_WHAT IS REQUIRED_
Pick up the blog post about building a local personal data profiler right after its list of four pipeline stages, and continue writing it in the same voice.

_SUPPLIED PASSAGE_

Profiling Myself, But Locally

· June 27, 2026

I am building a personal data profiler: a system that collects parts of my digital footprint and helps me make sense of them. That sounds creepy, and it should. Most profiling systems are creepy because they are built by someone else, for someone else’s incentives. They turn our behaviours into predictions for ads, feeds, and retention loops. I’m interested in a different version - profiling as a way to understand myself, helping me gauge whether my intentions and my attention are aligned.

Because we use different cloud services, our own digital footprint is highly scattered - bank portals, Chrome browser, Garmin, YouTube, Goodreads etc. So, the first challenge is simply getting the data into one place and normalizing it. To enrich and categorize the free-form text in the data, traditionally would have involved supervised Natural Language Processing (NLP) models and doing that on your own data would have been very difficult. However, we are at a point in our LLM technology, where these NLP tasks can often be handled with few-shot prompts. Especially, if we can build the profiler using local LLM models, we will have a system that is confined to a boundary that we control and understand what it is doing. In the past I have built expense reporter based on my credit card and bank statements. Now, I have worked on building insights from my browsing history.

The architecture for the browsing history profiler at a high level is same as what I talked about in my post on Anatomy of a Data Product. The interesting part in this pipeline is that high-level topics are not assigned one page at a time. They are synthesized globally from the full browsing corpus, so the taxonomy reflects my actual library rather than a generic topic list. The main four stages of the data pipeline are:

Capture: A Chrome extension sends bookmarks and browsing history to the service.
Enrich: The service extracts article text, detailed topics, and vector embeddings.
Store: SQLite keeps captures, topics, high-level topics, and UMAP coordinates. ChromaDB stores embeddings and metadata.
Synthesize: A batch job builds a global taxonomy and computes the graph layout.

_INFORMATION GIVEN_
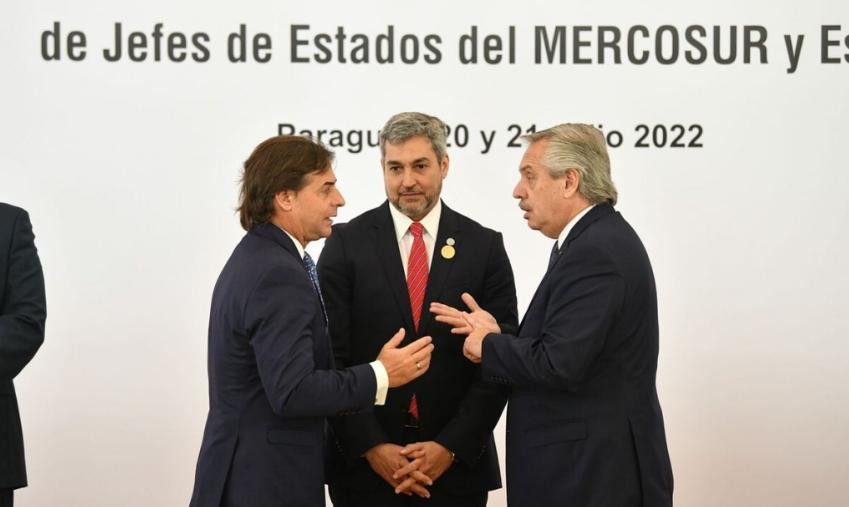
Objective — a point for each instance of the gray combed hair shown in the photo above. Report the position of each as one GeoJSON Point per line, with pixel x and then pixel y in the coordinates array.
{"type": "Point", "coordinates": [403, 126]}
{"type": "Point", "coordinates": [582, 148]}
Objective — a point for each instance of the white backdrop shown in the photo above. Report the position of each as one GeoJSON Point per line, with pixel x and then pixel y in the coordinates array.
{"type": "Point", "coordinates": [130, 169]}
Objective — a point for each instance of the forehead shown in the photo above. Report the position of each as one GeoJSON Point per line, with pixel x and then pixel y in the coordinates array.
{"type": "Point", "coordinates": [409, 149]}
{"type": "Point", "coordinates": [534, 156]}
{"type": "Point", "coordinates": [317, 179]}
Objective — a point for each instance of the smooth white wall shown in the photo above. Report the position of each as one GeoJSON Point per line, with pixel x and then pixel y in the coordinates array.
{"type": "Point", "coordinates": [130, 172]}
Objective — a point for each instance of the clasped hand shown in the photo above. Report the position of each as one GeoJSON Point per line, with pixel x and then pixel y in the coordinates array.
{"type": "Point", "coordinates": [409, 469]}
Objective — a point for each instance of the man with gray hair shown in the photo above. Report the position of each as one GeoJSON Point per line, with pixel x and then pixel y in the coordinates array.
{"type": "Point", "coordinates": [584, 422]}
{"type": "Point", "coordinates": [433, 438]}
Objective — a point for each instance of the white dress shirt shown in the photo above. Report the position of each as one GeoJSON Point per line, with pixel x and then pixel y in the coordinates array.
{"type": "Point", "coordinates": [405, 238]}
{"type": "Point", "coordinates": [566, 230]}
{"type": "Point", "coordinates": [380, 374]}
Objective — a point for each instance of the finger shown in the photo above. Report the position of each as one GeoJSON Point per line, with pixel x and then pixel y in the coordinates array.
{"type": "Point", "coordinates": [415, 446]}
{"type": "Point", "coordinates": [419, 476]}
{"type": "Point", "coordinates": [442, 309]}
{"type": "Point", "coordinates": [423, 354]}
{"type": "Point", "coordinates": [418, 345]}
{"type": "Point", "coordinates": [420, 490]}
{"type": "Point", "coordinates": [470, 302]}
{"type": "Point", "coordinates": [396, 339]}
{"type": "Point", "coordinates": [451, 320]}
{"type": "Point", "coordinates": [407, 469]}
{"type": "Point", "coordinates": [405, 485]}
{"type": "Point", "coordinates": [419, 453]}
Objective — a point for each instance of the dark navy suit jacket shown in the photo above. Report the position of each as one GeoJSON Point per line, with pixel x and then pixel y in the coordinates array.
{"type": "Point", "coordinates": [22, 314]}
{"type": "Point", "coordinates": [271, 381]}
{"type": "Point", "coordinates": [365, 289]}
{"type": "Point", "coordinates": [584, 423]}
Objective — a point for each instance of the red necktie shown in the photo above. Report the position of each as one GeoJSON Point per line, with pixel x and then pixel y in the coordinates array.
{"type": "Point", "coordinates": [416, 284]}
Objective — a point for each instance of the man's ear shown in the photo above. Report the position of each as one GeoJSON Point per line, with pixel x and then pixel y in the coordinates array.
{"type": "Point", "coordinates": [284, 200]}
{"type": "Point", "coordinates": [571, 181]}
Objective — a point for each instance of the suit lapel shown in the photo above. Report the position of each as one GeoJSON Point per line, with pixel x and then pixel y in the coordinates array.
{"type": "Point", "coordinates": [440, 267]}
{"type": "Point", "coordinates": [386, 247]}
{"type": "Point", "coordinates": [599, 211]}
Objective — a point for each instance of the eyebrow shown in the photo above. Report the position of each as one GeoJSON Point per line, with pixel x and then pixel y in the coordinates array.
{"type": "Point", "coordinates": [398, 162]}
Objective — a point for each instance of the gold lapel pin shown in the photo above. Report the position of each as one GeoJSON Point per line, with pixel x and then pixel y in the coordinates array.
{"type": "Point", "coordinates": [448, 251]}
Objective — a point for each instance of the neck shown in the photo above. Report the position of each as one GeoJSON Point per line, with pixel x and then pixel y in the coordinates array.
{"type": "Point", "coordinates": [289, 227]}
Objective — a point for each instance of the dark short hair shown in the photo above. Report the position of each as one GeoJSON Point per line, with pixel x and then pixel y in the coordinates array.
{"type": "Point", "coordinates": [278, 164]}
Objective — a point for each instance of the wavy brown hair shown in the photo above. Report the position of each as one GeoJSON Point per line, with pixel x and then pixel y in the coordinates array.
{"type": "Point", "coordinates": [278, 164]}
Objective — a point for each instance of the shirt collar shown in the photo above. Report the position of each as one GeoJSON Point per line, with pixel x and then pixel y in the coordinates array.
{"type": "Point", "coordinates": [566, 230]}
{"type": "Point", "coordinates": [295, 241]}
{"type": "Point", "coordinates": [402, 222]}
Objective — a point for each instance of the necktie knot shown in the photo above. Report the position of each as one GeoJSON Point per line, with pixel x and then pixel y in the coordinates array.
{"type": "Point", "coordinates": [554, 253]}
{"type": "Point", "coordinates": [416, 229]}
{"type": "Point", "coordinates": [308, 262]}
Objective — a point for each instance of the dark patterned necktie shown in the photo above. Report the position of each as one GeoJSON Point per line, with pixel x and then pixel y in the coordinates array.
{"type": "Point", "coordinates": [313, 274]}
{"type": "Point", "coordinates": [417, 271]}
{"type": "Point", "coordinates": [555, 252]}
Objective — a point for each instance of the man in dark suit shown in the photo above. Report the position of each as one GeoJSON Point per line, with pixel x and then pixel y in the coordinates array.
{"type": "Point", "coordinates": [379, 272]}
{"type": "Point", "coordinates": [584, 422]}
{"type": "Point", "coordinates": [23, 311]}
{"type": "Point", "coordinates": [271, 375]}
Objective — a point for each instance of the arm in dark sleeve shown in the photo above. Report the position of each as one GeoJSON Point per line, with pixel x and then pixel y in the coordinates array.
{"type": "Point", "coordinates": [357, 433]}
{"type": "Point", "coordinates": [24, 309]}
{"type": "Point", "coordinates": [468, 431]}
{"type": "Point", "coordinates": [585, 298]}
{"type": "Point", "coordinates": [279, 315]}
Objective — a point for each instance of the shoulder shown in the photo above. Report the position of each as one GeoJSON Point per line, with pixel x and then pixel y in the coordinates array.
{"type": "Point", "coordinates": [256, 258]}
{"type": "Point", "coordinates": [357, 225]}
{"type": "Point", "coordinates": [10, 214]}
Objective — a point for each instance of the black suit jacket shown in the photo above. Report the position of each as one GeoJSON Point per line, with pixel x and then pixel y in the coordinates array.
{"type": "Point", "coordinates": [584, 423]}
{"type": "Point", "coordinates": [365, 291]}
{"type": "Point", "coordinates": [270, 381]}
{"type": "Point", "coordinates": [22, 314]}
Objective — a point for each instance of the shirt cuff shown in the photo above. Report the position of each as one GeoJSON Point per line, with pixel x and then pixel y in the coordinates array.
{"type": "Point", "coordinates": [382, 382]}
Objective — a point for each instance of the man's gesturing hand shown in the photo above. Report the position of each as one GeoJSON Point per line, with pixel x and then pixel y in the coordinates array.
{"type": "Point", "coordinates": [407, 363]}
{"type": "Point", "coordinates": [465, 322]}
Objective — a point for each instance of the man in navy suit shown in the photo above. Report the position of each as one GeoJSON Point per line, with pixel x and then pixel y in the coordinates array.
{"type": "Point", "coordinates": [584, 422]}
{"type": "Point", "coordinates": [23, 311]}
{"type": "Point", "coordinates": [432, 438]}
{"type": "Point", "coordinates": [271, 375]}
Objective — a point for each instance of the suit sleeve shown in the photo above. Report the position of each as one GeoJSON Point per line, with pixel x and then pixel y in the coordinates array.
{"type": "Point", "coordinates": [357, 433]}
{"type": "Point", "coordinates": [467, 433]}
{"type": "Point", "coordinates": [23, 302]}
{"type": "Point", "coordinates": [585, 297]}
{"type": "Point", "coordinates": [279, 315]}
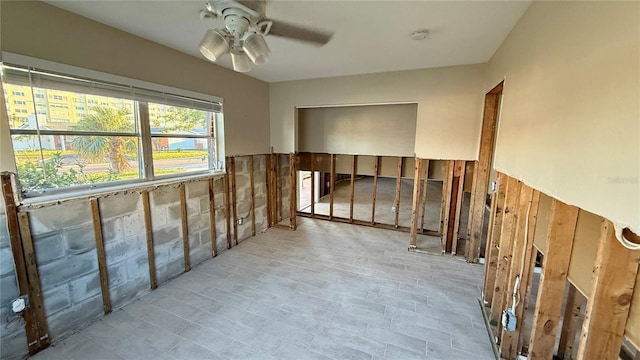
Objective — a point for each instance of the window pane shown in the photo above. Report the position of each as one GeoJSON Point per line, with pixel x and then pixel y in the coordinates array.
{"type": "Point", "coordinates": [64, 161]}
{"type": "Point", "coordinates": [179, 155]}
{"type": "Point", "coordinates": [167, 119]}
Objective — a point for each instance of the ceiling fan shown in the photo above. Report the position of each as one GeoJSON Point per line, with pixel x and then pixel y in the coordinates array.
{"type": "Point", "coordinates": [243, 35]}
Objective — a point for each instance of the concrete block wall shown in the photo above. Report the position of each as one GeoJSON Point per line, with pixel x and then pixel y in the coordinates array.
{"type": "Point", "coordinates": [13, 340]}
{"type": "Point", "coordinates": [66, 253]}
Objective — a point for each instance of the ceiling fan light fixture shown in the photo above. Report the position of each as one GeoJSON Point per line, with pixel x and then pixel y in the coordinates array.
{"type": "Point", "coordinates": [257, 49]}
{"type": "Point", "coordinates": [240, 60]}
{"type": "Point", "coordinates": [214, 45]}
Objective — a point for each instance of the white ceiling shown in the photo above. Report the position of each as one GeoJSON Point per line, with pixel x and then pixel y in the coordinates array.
{"type": "Point", "coordinates": [369, 36]}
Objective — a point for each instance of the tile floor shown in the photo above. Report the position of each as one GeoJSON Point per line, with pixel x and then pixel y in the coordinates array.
{"type": "Point", "coordinates": [326, 291]}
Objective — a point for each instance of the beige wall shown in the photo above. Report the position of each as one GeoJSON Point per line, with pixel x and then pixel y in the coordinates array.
{"type": "Point", "coordinates": [42, 31]}
{"type": "Point", "coordinates": [374, 130]}
{"type": "Point", "coordinates": [449, 105]}
{"type": "Point", "coordinates": [570, 122]}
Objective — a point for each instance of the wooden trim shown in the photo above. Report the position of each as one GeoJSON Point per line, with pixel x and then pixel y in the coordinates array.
{"type": "Point", "coordinates": [570, 323]}
{"type": "Point", "coordinates": [234, 200]}
{"type": "Point", "coordinates": [35, 293]}
{"type": "Point", "coordinates": [519, 268]}
{"type": "Point", "coordinates": [102, 257]}
{"type": "Point", "coordinates": [416, 203]}
{"type": "Point", "coordinates": [482, 170]}
{"type": "Point", "coordinates": [212, 218]}
{"type": "Point", "coordinates": [505, 250]}
{"type": "Point", "coordinates": [149, 234]}
{"type": "Point", "coordinates": [608, 303]}
{"type": "Point", "coordinates": [332, 185]}
{"type": "Point", "coordinates": [553, 280]}
{"type": "Point", "coordinates": [253, 196]}
{"type": "Point", "coordinates": [293, 195]}
{"type": "Point", "coordinates": [313, 184]}
{"type": "Point", "coordinates": [226, 210]}
{"type": "Point", "coordinates": [460, 167]}
{"type": "Point", "coordinates": [425, 166]}
{"type": "Point", "coordinates": [354, 164]}
{"type": "Point", "coordinates": [185, 227]}
{"type": "Point", "coordinates": [446, 204]}
{"type": "Point", "coordinates": [13, 227]}
{"type": "Point", "coordinates": [493, 238]}
{"type": "Point", "coordinates": [398, 189]}
{"type": "Point", "coordinates": [376, 171]}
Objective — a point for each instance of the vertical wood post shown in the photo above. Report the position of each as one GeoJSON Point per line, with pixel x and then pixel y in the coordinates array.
{"type": "Point", "coordinates": [493, 238]}
{"type": "Point", "coordinates": [398, 189]}
{"type": "Point", "coordinates": [425, 167]}
{"type": "Point", "coordinates": [460, 167]}
{"type": "Point", "coordinates": [519, 267]}
{"type": "Point", "coordinates": [253, 196]}
{"type": "Point", "coordinates": [185, 227]}
{"type": "Point", "coordinates": [505, 251]}
{"type": "Point", "coordinates": [553, 280]}
{"type": "Point", "coordinates": [354, 164]}
{"type": "Point", "coordinates": [13, 227]}
{"type": "Point", "coordinates": [612, 284]}
{"type": "Point", "coordinates": [332, 185]}
{"type": "Point", "coordinates": [102, 257]}
{"type": "Point", "coordinates": [212, 219]}
{"type": "Point", "coordinates": [149, 234]}
{"type": "Point", "coordinates": [376, 171]}
{"type": "Point", "coordinates": [415, 204]}
{"type": "Point", "coordinates": [482, 170]}
{"type": "Point", "coordinates": [570, 322]}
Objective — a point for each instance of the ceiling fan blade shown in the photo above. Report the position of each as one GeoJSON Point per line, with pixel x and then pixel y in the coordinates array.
{"type": "Point", "coordinates": [300, 33]}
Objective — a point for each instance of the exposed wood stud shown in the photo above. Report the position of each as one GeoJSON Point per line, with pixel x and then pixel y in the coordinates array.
{"type": "Point", "coordinates": [608, 303]}
{"type": "Point", "coordinates": [446, 204]}
{"type": "Point", "coordinates": [313, 184]}
{"type": "Point", "coordinates": [505, 247]}
{"type": "Point", "coordinates": [425, 166]}
{"type": "Point", "coordinates": [519, 267]}
{"type": "Point", "coordinates": [570, 323]}
{"type": "Point", "coordinates": [376, 171]}
{"type": "Point", "coordinates": [354, 164]}
{"type": "Point", "coordinates": [253, 196]}
{"type": "Point", "coordinates": [416, 203]}
{"type": "Point", "coordinates": [226, 210]}
{"type": "Point", "coordinates": [185, 227]}
{"type": "Point", "coordinates": [13, 227]}
{"type": "Point", "coordinates": [234, 200]}
{"type": "Point", "coordinates": [35, 293]}
{"type": "Point", "coordinates": [332, 186]}
{"type": "Point", "coordinates": [493, 238]}
{"type": "Point", "coordinates": [102, 258]}
{"type": "Point", "coordinates": [482, 170]}
{"type": "Point", "coordinates": [293, 197]}
{"type": "Point", "coordinates": [396, 202]}
{"type": "Point", "coordinates": [460, 167]}
{"type": "Point", "coordinates": [553, 279]}
{"type": "Point", "coordinates": [149, 234]}
{"type": "Point", "coordinates": [212, 218]}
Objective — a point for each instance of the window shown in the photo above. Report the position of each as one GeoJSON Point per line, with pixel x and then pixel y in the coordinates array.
{"type": "Point", "coordinates": [115, 140]}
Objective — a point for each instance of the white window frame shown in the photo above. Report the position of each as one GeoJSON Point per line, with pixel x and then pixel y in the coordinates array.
{"type": "Point", "coordinates": [146, 174]}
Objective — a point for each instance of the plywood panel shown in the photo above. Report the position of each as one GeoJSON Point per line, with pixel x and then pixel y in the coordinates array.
{"type": "Point", "coordinates": [583, 255]}
{"type": "Point", "coordinates": [542, 223]}
{"type": "Point", "coordinates": [370, 129]}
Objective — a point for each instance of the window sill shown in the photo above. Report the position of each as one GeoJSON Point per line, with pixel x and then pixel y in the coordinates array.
{"type": "Point", "coordinates": [48, 199]}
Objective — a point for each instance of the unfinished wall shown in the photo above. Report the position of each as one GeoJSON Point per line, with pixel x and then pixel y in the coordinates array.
{"type": "Point", "coordinates": [449, 105]}
{"type": "Point", "coordinates": [57, 35]}
{"type": "Point", "coordinates": [569, 122]}
{"type": "Point", "coordinates": [375, 130]}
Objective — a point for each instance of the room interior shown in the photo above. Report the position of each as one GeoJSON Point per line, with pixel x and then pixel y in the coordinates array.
{"type": "Point", "coordinates": [471, 194]}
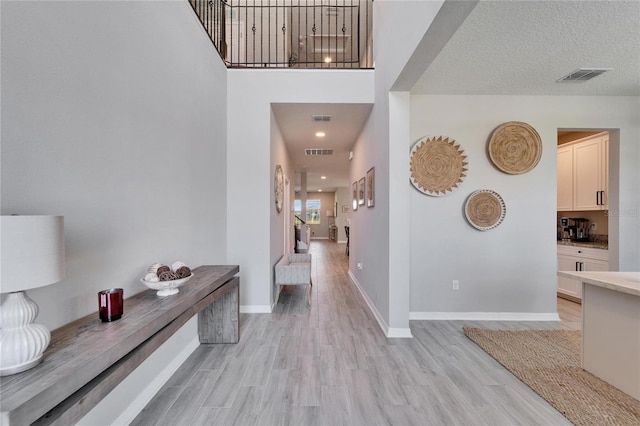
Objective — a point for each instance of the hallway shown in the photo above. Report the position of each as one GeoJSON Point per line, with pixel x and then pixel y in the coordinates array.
{"type": "Point", "coordinates": [330, 364]}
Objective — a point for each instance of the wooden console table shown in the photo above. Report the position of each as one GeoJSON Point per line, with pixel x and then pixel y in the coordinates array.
{"type": "Point", "coordinates": [87, 358]}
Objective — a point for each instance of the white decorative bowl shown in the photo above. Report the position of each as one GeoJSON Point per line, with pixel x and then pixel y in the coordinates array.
{"type": "Point", "coordinates": [166, 288]}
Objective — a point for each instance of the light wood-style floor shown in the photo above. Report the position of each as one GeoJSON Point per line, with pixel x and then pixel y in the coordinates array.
{"type": "Point", "coordinates": [330, 364]}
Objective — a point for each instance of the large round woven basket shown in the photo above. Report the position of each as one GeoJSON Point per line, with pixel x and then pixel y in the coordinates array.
{"type": "Point", "coordinates": [438, 165]}
{"type": "Point", "coordinates": [485, 209]}
{"type": "Point", "coordinates": [515, 147]}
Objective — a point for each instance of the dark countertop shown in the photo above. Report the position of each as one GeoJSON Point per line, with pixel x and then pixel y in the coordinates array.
{"type": "Point", "coordinates": [587, 244]}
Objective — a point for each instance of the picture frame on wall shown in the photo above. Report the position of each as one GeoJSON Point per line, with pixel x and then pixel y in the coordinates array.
{"type": "Point", "coordinates": [354, 196]}
{"type": "Point", "coordinates": [371, 193]}
{"type": "Point", "coordinates": [361, 193]}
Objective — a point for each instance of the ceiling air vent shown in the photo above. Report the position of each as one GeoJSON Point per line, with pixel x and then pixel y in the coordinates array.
{"type": "Point", "coordinates": [583, 74]}
{"type": "Point", "coordinates": [315, 151]}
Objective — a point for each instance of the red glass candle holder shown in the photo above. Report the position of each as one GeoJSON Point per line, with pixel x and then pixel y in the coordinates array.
{"type": "Point", "coordinates": [110, 304]}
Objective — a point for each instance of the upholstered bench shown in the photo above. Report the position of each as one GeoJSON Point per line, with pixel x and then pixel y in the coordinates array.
{"type": "Point", "coordinates": [295, 269]}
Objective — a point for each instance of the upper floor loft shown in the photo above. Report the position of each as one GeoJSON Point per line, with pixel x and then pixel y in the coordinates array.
{"type": "Point", "coordinates": [309, 34]}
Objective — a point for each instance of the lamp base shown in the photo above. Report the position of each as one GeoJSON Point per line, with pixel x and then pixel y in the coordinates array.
{"type": "Point", "coordinates": [22, 342]}
{"type": "Point", "coordinates": [15, 369]}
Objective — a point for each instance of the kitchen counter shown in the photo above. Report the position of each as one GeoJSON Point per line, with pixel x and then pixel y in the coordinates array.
{"type": "Point", "coordinates": [611, 327]}
{"type": "Point", "coordinates": [586, 244]}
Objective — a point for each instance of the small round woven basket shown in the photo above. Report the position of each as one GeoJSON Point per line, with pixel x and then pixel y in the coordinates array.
{"type": "Point", "coordinates": [515, 147]}
{"type": "Point", "coordinates": [485, 209]}
{"type": "Point", "coordinates": [438, 165]}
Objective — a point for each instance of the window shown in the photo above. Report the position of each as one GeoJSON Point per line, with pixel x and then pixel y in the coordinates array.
{"type": "Point", "coordinates": [313, 211]}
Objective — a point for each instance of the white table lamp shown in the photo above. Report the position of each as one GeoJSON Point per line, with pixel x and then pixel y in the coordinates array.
{"type": "Point", "coordinates": [31, 256]}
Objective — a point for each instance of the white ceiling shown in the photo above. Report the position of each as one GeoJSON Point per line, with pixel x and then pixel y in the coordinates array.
{"type": "Point", "coordinates": [523, 47]}
{"type": "Point", "coordinates": [502, 48]}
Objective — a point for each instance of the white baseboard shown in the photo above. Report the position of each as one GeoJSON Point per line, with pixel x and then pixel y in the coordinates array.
{"type": "Point", "coordinates": [399, 333]}
{"type": "Point", "coordinates": [255, 309]}
{"type": "Point", "coordinates": [484, 316]}
{"type": "Point", "coordinates": [389, 332]}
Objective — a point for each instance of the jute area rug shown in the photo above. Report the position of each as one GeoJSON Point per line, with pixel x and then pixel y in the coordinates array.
{"type": "Point", "coordinates": [548, 361]}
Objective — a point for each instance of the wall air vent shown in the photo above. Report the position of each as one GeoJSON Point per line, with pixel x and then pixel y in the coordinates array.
{"type": "Point", "coordinates": [583, 74]}
{"type": "Point", "coordinates": [317, 151]}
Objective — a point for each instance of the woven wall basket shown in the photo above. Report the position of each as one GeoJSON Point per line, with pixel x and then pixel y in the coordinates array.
{"type": "Point", "coordinates": [438, 165]}
{"type": "Point", "coordinates": [485, 209]}
{"type": "Point", "coordinates": [515, 147]}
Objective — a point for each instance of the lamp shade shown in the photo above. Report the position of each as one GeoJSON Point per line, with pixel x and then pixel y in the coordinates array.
{"type": "Point", "coordinates": [31, 252]}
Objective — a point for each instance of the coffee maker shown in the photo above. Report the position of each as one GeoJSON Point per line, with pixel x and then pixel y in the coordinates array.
{"type": "Point", "coordinates": [581, 226]}
{"type": "Point", "coordinates": [574, 229]}
{"type": "Point", "coordinates": [565, 234]}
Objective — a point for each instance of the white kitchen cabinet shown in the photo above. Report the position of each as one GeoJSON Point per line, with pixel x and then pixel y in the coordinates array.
{"type": "Point", "coordinates": [583, 169]}
{"type": "Point", "coordinates": [572, 258]}
{"type": "Point", "coordinates": [565, 178]}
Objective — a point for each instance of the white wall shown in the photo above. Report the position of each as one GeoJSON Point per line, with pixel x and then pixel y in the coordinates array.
{"type": "Point", "coordinates": [512, 268]}
{"type": "Point", "coordinates": [114, 116]}
{"type": "Point", "coordinates": [343, 197]}
{"type": "Point", "coordinates": [249, 174]}
{"type": "Point", "coordinates": [279, 156]}
{"type": "Point", "coordinates": [326, 199]}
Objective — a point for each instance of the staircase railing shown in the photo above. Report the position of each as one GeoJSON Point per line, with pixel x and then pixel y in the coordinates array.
{"type": "Point", "coordinates": [290, 33]}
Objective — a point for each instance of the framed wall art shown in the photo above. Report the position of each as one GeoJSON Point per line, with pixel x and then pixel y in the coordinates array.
{"type": "Point", "coordinates": [371, 193]}
{"type": "Point", "coordinates": [361, 187]}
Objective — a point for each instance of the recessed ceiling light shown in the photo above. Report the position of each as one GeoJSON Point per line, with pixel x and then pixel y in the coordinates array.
{"type": "Point", "coordinates": [583, 74]}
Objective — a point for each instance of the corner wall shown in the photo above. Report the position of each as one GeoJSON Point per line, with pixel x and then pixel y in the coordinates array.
{"type": "Point", "coordinates": [377, 232]}
{"type": "Point", "coordinates": [512, 268]}
{"type": "Point", "coordinates": [249, 168]}
{"type": "Point", "coordinates": [114, 116]}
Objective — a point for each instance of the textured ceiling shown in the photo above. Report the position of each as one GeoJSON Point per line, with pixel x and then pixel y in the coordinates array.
{"type": "Point", "coordinates": [523, 47]}
{"type": "Point", "coordinates": [506, 47]}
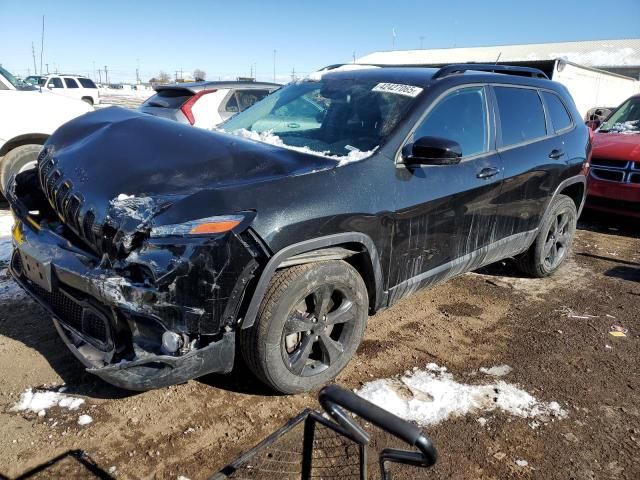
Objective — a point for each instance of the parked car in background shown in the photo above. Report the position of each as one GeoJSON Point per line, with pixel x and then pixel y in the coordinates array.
{"type": "Point", "coordinates": [27, 117]}
{"type": "Point", "coordinates": [614, 177]}
{"type": "Point", "coordinates": [74, 86]}
{"type": "Point", "coordinates": [161, 250]}
{"type": "Point", "coordinates": [33, 80]}
{"type": "Point", "coordinates": [205, 104]}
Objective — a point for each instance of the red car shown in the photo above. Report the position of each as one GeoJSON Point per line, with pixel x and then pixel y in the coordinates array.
{"type": "Point", "coordinates": [614, 179]}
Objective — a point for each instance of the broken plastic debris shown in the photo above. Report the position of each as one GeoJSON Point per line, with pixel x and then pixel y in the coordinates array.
{"type": "Point", "coordinates": [84, 420]}
{"type": "Point", "coordinates": [618, 331]}
{"type": "Point", "coordinates": [497, 371]}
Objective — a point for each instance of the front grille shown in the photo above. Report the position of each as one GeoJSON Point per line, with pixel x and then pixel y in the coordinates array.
{"type": "Point", "coordinates": [615, 170]}
{"type": "Point", "coordinates": [72, 312]}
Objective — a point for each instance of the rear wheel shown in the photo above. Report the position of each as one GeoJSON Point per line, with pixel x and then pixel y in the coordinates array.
{"type": "Point", "coordinates": [552, 245]}
{"type": "Point", "coordinates": [16, 161]}
{"type": "Point", "coordinates": [308, 327]}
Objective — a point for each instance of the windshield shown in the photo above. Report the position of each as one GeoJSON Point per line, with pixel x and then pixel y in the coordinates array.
{"type": "Point", "coordinates": [336, 118]}
{"type": "Point", "coordinates": [18, 84]}
{"type": "Point", "coordinates": [626, 119]}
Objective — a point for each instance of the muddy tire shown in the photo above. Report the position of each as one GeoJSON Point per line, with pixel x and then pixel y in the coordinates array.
{"type": "Point", "coordinates": [17, 160]}
{"type": "Point", "coordinates": [308, 326]}
{"type": "Point", "coordinates": [551, 247]}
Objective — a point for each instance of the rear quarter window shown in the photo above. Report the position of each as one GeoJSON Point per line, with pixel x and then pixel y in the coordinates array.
{"type": "Point", "coordinates": [169, 98]}
{"type": "Point", "coordinates": [87, 83]}
{"type": "Point", "coordinates": [521, 115]}
{"type": "Point", "coordinates": [558, 114]}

_EXERCISE OUTPUT_
Browsing history profiler pipeline

To explore my browsing and bookmarks data, I have a simple React frontend where each node in the graph represents one page, and nodes are clustered based on their text semantics, and high-level and low-level topics make it easy for me to zoom in. Looking at the graph, I can see that software engineering and AI dominate my reading. Entrepreneurship shows up as a meaningful secondary cluster. These top topics don’t surprise me as much. But, some areas I generally care about, like travelling, parenting, tennis are much thinner or non-existent. That gap is useful: the system is not just reflecting my interests, it is showing me where my attention and my intentions diverge.

To protect my privacy, the screenshot below uses a deliberately biased sample.

Browsing history graph in the personal profiler

I would like to continue building these profilers that make sense of our own digital footprint in different domains, and aim to gain meaningful insights and recommendations that balance likeness and serendipity. I also think a lot more interesting insights would come out if we can cross-correlate the data from different verticals - Finance, Health, Reading, Media etc.

Personalization does not have to belong to platforms. With local models and local data, we can build profilers that serve self-understanding and can act as an assistant that keeps the user’s best interests in mind.